◆ **PROBLEM STATEMENT**:
Give again, word for word, only the lines from the one containing "patch in this photo." through the final line.

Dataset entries
------------------------------------------------
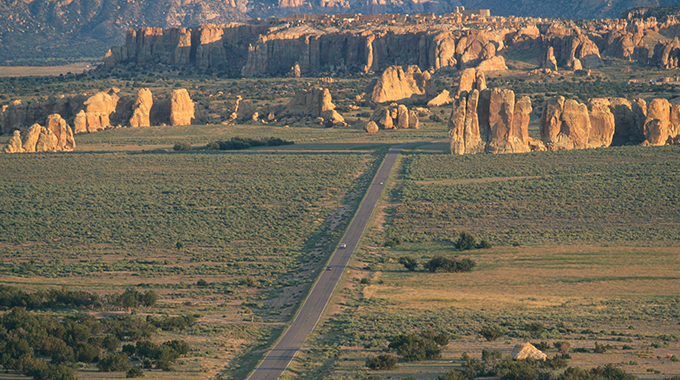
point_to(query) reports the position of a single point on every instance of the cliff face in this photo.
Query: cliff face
(86, 28)
(312, 44)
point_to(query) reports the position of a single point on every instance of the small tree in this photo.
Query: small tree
(408, 263)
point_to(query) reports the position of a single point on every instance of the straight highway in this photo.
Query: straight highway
(283, 353)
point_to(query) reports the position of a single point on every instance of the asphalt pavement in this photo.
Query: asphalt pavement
(283, 353)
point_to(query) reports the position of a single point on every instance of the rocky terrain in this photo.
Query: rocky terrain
(37, 29)
(312, 45)
(491, 121)
(103, 110)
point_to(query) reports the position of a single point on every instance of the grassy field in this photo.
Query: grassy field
(585, 252)
(255, 229)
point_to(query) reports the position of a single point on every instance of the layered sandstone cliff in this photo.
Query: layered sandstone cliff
(105, 109)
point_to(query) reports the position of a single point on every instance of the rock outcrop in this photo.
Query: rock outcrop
(490, 121)
(141, 110)
(662, 125)
(526, 351)
(182, 110)
(97, 112)
(100, 111)
(62, 131)
(395, 84)
(565, 124)
(15, 145)
(394, 116)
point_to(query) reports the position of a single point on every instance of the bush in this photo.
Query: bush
(382, 362)
(445, 264)
(465, 242)
(134, 372)
(182, 146)
(118, 362)
(408, 263)
(483, 244)
(416, 347)
(491, 333)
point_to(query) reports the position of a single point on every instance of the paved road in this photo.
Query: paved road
(278, 359)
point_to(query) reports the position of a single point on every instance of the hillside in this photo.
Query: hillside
(45, 31)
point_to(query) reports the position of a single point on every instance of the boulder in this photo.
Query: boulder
(549, 61)
(64, 134)
(526, 351)
(182, 111)
(98, 109)
(310, 102)
(629, 121)
(456, 125)
(467, 81)
(395, 84)
(501, 111)
(402, 117)
(47, 141)
(442, 99)
(141, 110)
(413, 122)
(14, 145)
(657, 127)
(602, 123)
(332, 117)
(371, 127)
(496, 63)
(31, 138)
(576, 123)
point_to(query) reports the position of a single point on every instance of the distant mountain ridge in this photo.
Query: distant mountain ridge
(33, 30)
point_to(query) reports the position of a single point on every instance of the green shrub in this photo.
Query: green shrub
(117, 362)
(490, 333)
(182, 146)
(465, 242)
(134, 372)
(408, 263)
(382, 362)
(445, 264)
(417, 347)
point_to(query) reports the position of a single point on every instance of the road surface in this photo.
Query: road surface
(278, 359)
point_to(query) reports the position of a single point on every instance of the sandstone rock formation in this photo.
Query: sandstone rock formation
(395, 84)
(394, 116)
(490, 121)
(443, 98)
(312, 102)
(471, 79)
(602, 123)
(15, 145)
(662, 125)
(99, 111)
(141, 110)
(548, 61)
(62, 131)
(629, 121)
(181, 107)
(95, 116)
(371, 127)
(354, 43)
(565, 124)
(527, 350)
(56, 137)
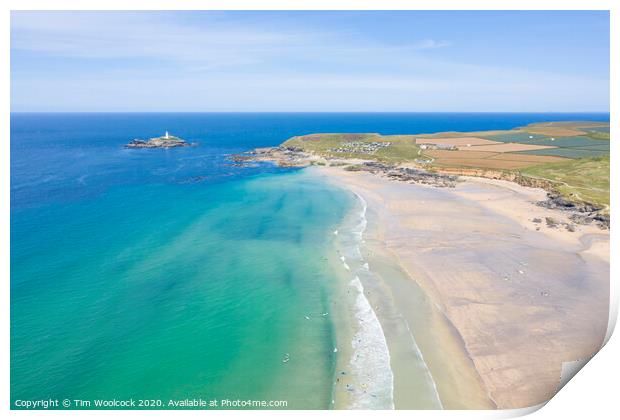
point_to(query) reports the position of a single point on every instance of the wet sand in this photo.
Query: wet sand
(495, 305)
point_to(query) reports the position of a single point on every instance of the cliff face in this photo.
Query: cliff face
(526, 181)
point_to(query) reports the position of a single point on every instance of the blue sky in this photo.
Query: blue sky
(310, 61)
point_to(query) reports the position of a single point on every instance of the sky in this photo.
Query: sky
(406, 61)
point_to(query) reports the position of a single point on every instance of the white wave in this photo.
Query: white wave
(370, 360)
(427, 372)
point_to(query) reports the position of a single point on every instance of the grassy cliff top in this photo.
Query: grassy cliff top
(574, 155)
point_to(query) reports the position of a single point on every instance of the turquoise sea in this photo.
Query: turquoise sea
(170, 274)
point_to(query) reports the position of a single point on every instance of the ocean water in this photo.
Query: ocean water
(169, 274)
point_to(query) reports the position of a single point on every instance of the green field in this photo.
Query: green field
(580, 166)
(401, 149)
(516, 137)
(580, 180)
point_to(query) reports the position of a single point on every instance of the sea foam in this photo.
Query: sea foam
(370, 360)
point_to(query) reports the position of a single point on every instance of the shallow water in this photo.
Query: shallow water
(170, 274)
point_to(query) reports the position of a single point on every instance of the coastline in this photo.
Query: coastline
(507, 300)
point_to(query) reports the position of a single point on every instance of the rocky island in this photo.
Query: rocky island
(166, 141)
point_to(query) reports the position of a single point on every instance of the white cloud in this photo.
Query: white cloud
(431, 44)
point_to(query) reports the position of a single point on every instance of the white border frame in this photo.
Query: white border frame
(592, 393)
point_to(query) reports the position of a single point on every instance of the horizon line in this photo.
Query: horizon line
(311, 112)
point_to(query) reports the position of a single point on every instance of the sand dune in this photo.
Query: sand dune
(522, 300)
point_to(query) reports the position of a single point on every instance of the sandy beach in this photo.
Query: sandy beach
(496, 302)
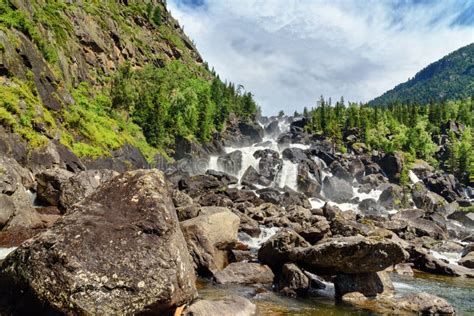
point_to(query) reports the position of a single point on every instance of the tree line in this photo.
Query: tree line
(420, 131)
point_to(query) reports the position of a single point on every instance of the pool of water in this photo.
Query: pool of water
(459, 292)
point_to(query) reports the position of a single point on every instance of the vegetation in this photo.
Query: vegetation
(415, 130)
(450, 78)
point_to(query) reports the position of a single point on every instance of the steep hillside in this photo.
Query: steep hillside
(451, 77)
(96, 75)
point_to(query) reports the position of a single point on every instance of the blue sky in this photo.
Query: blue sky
(289, 52)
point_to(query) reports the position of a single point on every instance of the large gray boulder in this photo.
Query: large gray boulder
(231, 305)
(118, 251)
(209, 237)
(349, 255)
(245, 273)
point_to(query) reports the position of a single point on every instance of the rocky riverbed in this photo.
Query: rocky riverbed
(270, 218)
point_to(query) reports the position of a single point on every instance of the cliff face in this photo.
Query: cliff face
(58, 59)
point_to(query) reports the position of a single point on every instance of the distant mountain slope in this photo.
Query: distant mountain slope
(451, 77)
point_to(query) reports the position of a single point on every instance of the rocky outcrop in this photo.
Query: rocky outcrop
(209, 237)
(81, 185)
(103, 256)
(349, 255)
(337, 190)
(231, 305)
(245, 273)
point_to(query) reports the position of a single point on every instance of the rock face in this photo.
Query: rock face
(81, 185)
(370, 284)
(233, 305)
(118, 251)
(415, 303)
(245, 273)
(209, 236)
(349, 255)
(231, 162)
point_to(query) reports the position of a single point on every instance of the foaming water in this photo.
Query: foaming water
(254, 243)
(4, 252)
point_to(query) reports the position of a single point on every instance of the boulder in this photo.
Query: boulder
(370, 284)
(467, 260)
(230, 305)
(348, 255)
(272, 128)
(269, 165)
(225, 178)
(209, 236)
(103, 256)
(337, 190)
(231, 162)
(245, 273)
(392, 198)
(50, 183)
(409, 304)
(293, 281)
(428, 200)
(81, 185)
(276, 251)
(251, 177)
(197, 185)
(295, 155)
(306, 185)
(392, 165)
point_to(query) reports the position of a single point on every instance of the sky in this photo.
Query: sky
(290, 52)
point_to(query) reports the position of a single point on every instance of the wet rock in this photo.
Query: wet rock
(290, 198)
(392, 198)
(424, 261)
(413, 303)
(269, 195)
(467, 260)
(231, 305)
(251, 176)
(306, 185)
(293, 281)
(445, 185)
(428, 200)
(272, 128)
(276, 251)
(247, 224)
(197, 185)
(337, 190)
(107, 251)
(370, 284)
(245, 273)
(349, 255)
(231, 162)
(295, 155)
(269, 165)
(123, 159)
(209, 236)
(392, 165)
(81, 185)
(50, 183)
(225, 178)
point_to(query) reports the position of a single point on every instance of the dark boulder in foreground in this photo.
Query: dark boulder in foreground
(118, 251)
(355, 254)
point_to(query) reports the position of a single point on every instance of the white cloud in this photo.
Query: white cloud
(288, 52)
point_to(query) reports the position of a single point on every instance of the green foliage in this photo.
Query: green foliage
(401, 127)
(449, 78)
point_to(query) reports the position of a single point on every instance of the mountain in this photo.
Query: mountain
(451, 77)
(96, 76)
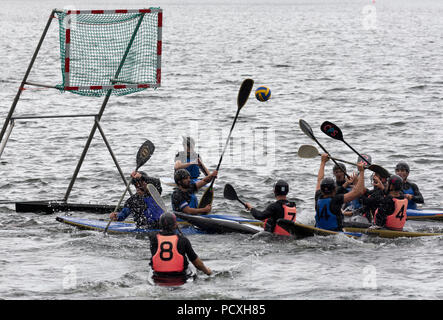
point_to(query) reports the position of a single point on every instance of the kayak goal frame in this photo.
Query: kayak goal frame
(11, 119)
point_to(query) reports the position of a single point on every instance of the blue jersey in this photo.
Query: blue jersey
(328, 214)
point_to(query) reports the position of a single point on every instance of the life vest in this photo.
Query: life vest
(167, 258)
(411, 204)
(324, 218)
(194, 201)
(193, 169)
(289, 214)
(153, 211)
(397, 219)
(353, 204)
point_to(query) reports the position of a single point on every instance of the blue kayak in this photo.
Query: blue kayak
(300, 231)
(116, 227)
(218, 221)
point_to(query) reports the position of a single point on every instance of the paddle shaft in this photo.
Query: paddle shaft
(344, 161)
(333, 159)
(361, 157)
(226, 145)
(119, 202)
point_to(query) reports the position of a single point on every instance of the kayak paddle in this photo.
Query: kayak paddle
(242, 98)
(308, 151)
(306, 128)
(144, 153)
(230, 194)
(334, 132)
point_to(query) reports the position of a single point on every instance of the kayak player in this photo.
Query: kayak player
(410, 189)
(372, 198)
(190, 160)
(144, 209)
(356, 204)
(280, 209)
(391, 212)
(328, 203)
(339, 172)
(171, 251)
(183, 197)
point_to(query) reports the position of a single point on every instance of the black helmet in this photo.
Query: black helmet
(144, 177)
(181, 174)
(188, 142)
(338, 166)
(167, 221)
(402, 166)
(396, 182)
(149, 180)
(281, 188)
(368, 158)
(327, 185)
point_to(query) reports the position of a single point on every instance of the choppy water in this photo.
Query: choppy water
(375, 69)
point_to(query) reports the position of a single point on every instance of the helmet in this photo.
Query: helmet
(167, 221)
(368, 158)
(181, 174)
(188, 141)
(338, 166)
(327, 185)
(396, 182)
(281, 188)
(402, 166)
(144, 177)
(149, 180)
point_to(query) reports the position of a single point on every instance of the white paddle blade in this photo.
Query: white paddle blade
(307, 151)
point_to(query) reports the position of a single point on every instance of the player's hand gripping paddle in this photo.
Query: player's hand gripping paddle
(307, 151)
(230, 194)
(306, 128)
(242, 97)
(144, 153)
(334, 132)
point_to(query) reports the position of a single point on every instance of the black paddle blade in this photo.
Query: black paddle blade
(306, 128)
(244, 92)
(307, 151)
(331, 130)
(382, 172)
(207, 198)
(144, 153)
(229, 192)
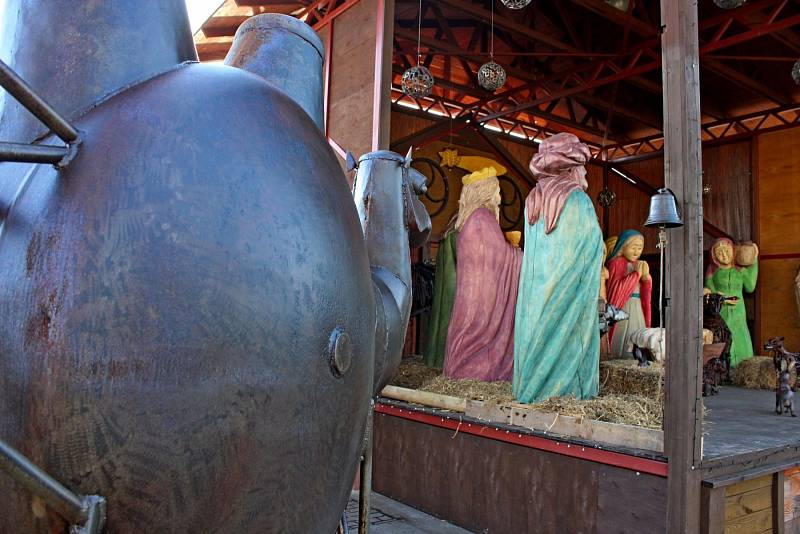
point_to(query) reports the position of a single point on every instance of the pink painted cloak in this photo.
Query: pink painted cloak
(480, 338)
(622, 284)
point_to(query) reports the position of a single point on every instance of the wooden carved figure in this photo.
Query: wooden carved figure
(557, 340)
(480, 336)
(726, 278)
(630, 288)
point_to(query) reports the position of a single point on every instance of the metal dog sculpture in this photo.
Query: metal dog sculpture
(784, 396)
(713, 321)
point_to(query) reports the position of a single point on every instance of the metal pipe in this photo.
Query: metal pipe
(365, 486)
(26, 96)
(32, 153)
(52, 492)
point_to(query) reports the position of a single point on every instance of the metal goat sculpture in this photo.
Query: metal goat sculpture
(195, 313)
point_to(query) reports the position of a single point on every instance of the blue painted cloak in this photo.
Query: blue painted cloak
(556, 336)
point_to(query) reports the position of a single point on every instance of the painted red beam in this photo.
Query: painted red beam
(721, 129)
(591, 75)
(592, 454)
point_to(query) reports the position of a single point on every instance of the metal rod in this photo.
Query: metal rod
(52, 492)
(365, 486)
(26, 96)
(32, 153)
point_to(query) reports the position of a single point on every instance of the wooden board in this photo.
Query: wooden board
(729, 205)
(485, 485)
(791, 496)
(778, 191)
(597, 431)
(491, 412)
(779, 314)
(749, 506)
(748, 502)
(425, 398)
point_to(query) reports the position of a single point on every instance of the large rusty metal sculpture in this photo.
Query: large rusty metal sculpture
(192, 322)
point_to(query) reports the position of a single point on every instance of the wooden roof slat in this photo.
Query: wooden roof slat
(618, 17)
(223, 26)
(501, 21)
(744, 81)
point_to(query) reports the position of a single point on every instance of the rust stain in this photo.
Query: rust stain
(33, 252)
(38, 326)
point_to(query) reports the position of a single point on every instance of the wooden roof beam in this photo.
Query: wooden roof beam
(501, 21)
(596, 73)
(618, 17)
(272, 4)
(744, 81)
(223, 26)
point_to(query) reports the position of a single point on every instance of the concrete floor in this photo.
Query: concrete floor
(392, 517)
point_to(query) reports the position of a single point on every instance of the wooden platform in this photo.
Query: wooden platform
(743, 421)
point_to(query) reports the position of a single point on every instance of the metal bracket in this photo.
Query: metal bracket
(86, 513)
(59, 157)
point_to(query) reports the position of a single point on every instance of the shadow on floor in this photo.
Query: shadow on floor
(391, 517)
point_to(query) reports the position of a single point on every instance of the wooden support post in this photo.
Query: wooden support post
(683, 175)
(359, 103)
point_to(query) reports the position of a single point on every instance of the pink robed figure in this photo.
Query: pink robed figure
(480, 338)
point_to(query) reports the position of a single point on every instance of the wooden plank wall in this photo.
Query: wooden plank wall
(778, 229)
(755, 195)
(728, 206)
(791, 504)
(352, 83)
(749, 507)
(492, 487)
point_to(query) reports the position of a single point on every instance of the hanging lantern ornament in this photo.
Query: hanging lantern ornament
(729, 4)
(796, 72)
(606, 198)
(491, 76)
(418, 81)
(515, 4)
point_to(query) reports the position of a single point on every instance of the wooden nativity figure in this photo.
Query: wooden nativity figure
(480, 336)
(444, 285)
(557, 340)
(630, 288)
(726, 278)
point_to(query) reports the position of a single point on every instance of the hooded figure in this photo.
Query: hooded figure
(630, 288)
(480, 336)
(557, 339)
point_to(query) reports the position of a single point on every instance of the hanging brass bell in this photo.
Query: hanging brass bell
(663, 210)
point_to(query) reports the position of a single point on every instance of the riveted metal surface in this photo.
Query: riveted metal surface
(165, 300)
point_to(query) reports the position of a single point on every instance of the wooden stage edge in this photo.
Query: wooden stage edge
(471, 418)
(641, 461)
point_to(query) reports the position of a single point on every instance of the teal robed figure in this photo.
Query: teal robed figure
(557, 338)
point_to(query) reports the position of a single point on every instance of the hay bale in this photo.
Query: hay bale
(629, 394)
(757, 372)
(625, 377)
(633, 410)
(413, 374)
(491, 392)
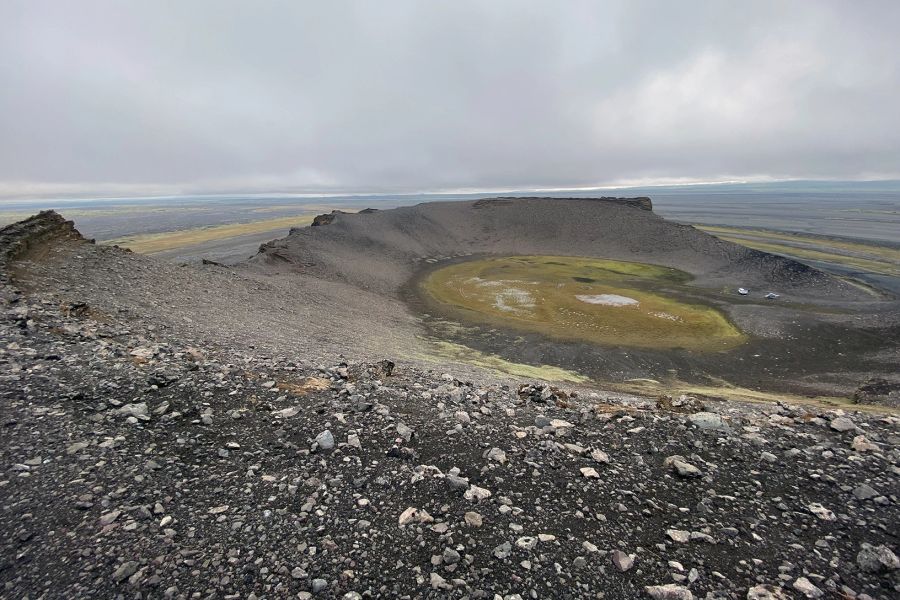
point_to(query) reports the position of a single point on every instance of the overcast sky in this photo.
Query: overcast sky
(152, 97)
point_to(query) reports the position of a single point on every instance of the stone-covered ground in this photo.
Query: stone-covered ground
(137, 466)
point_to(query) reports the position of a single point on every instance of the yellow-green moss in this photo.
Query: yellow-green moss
(540, 294)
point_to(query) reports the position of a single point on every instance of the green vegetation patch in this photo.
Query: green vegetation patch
(606, 302)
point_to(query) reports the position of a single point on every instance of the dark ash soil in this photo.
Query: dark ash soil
(194, 432)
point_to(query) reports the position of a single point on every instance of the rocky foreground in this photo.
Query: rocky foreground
(142, 462)
(138, 466)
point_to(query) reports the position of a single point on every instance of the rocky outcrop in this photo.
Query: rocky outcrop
(641, 202)
(327, 218)
(24, 237)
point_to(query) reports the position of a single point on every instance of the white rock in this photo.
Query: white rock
(805, 587)
(670, 591)
(414, 515)
(821, 512)
(477, 494)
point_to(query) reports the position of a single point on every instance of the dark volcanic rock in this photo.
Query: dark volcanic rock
(143, 458)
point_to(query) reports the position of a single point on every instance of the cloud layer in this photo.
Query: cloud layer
(214, 95)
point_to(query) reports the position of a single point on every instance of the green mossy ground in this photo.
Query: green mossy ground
(539, 294)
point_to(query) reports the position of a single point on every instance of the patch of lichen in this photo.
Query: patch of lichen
(540, 294)
(440, 352)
------------------------------------------------
◆ **RESPONSE FOR THIS EXERCISE**:
point_to(query) reports the position of a single point on every instance of the green vegetation patch in this photo.
Query: green vegetation patch
(606, 302)
point_to(query) reports the position of a single point on every instance of the dark ash soil in this photo.
Query: dark ash soil
(194, 432)
point_to(query) reports the position of a single point on every instance of the rocky foreground in this photo.
Query: rocky foreground
(142, 462)
(138, 466)
point_to(query) reports the position of a single point on every instance of the rocky outcrop in this photo.
Query: rocky outcrop
(641, 202)
(327, 218)
(24, 237)
point_to(query) reports the position of a single point on every instance of the white rock in this photo.
Query: white rock
(805, 587)
(670, 591)
(414, 515)
(821, 512)
(477, 494)
point_to(query) reports the position of a single point on every instance of the dark volcanic rock in this photo.
Query: dark volcanic rock
(143, 458)
point_to(query) reports the position of a single point on every instance of the cloud layer in this photo.
Query: cloud layer
(214, 95)
point_to(query) reports the position of a single point on every instance of the green mossy ground in this photo.
Query: green mossy ground
(539, 294)
point_to(query) reports the position of a single point on every instance of the patch of lichen in this photo.
Query: patch of lichen
(540, 294)
(440, 352)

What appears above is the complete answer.